(Coordinate labeling data)
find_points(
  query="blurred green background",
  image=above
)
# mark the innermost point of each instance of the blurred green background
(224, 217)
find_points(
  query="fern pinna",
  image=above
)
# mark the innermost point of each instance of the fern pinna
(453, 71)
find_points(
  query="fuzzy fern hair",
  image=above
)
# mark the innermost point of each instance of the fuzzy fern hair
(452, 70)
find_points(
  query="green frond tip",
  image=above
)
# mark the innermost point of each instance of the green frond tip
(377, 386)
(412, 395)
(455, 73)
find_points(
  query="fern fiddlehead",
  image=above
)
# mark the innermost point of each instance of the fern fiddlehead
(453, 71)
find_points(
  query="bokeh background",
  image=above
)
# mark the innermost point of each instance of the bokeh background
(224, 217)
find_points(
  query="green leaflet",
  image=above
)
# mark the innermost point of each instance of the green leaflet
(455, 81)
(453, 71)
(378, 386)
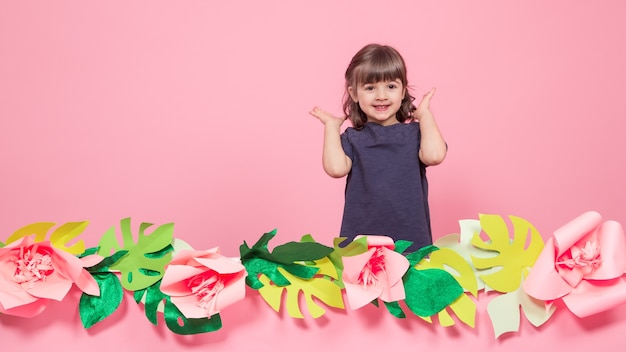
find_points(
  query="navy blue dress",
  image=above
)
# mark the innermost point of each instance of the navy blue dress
(386, 189)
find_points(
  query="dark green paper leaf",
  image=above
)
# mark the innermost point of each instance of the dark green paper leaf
(93, 309)
(429, 291)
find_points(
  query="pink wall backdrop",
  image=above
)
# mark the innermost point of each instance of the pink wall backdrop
(196, 112)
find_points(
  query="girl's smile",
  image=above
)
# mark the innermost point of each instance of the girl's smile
(379, 101)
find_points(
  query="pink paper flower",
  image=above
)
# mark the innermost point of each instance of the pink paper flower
(583, 263)
(202, 283)
(33, 273)
(376, 273)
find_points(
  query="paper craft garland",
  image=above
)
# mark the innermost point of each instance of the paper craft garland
(583, 264)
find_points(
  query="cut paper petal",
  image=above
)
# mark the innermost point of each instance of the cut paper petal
(32, 273)
(376, 273)
(202, 283)
(583, 264)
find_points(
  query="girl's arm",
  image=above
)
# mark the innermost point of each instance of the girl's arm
(433, 147)
(335, 161)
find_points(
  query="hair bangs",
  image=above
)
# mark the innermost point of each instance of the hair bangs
(381, 67)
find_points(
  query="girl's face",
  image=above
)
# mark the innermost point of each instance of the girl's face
(379, 101)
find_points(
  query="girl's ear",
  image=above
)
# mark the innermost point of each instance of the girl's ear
(352, 92)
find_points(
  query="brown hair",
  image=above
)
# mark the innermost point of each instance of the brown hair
(375, 63)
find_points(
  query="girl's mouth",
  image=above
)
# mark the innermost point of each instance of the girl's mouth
(381, 107)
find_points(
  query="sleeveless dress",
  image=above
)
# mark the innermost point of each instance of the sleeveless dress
(386, 189)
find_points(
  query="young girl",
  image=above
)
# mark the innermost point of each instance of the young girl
(385, 152)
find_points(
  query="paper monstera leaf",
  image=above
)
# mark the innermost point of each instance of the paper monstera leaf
(513, 257)
(145, 262)
(322, 287)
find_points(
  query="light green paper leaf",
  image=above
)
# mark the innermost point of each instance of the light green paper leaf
(146, 259)
(59, 238)
(513, 257)
(322, 288)
(463, 307)
(504, 311)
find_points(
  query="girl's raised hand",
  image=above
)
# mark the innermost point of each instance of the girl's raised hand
(424, 106)
(325, 117)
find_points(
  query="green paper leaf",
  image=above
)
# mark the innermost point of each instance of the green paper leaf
(155, 301)
(94, 309)
(146, 259)
(402, 245)
(189, 326)
(429, 291)
(259, 261)
(420, 254)
(395, 309)
(300, 251)
(513, 257)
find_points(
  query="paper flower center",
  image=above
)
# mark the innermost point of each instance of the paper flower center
(374, 267)
(206, 287)
(32, 264)
(585, 259)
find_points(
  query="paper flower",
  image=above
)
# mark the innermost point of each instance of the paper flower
(376, 273)
(202, 283)
(583, 263)
(33, 273)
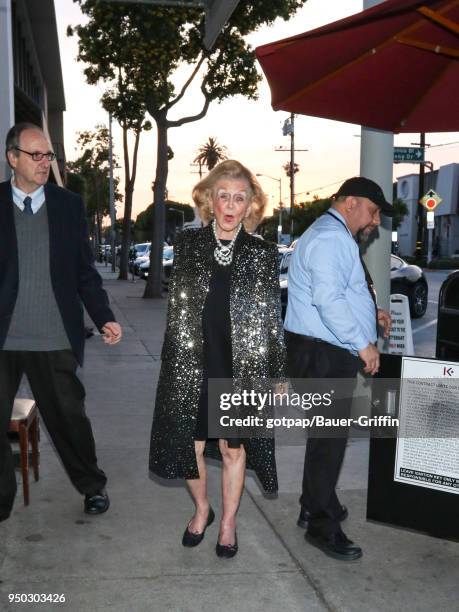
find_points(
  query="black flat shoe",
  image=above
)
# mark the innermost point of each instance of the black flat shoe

(Goal of the exercise) Select every line in the entries above that contains the word "flat", and copy each of those lines.

(Exercise response)
  query="black flat shoe",
# mark the innermost point of each instance of the black flat shoe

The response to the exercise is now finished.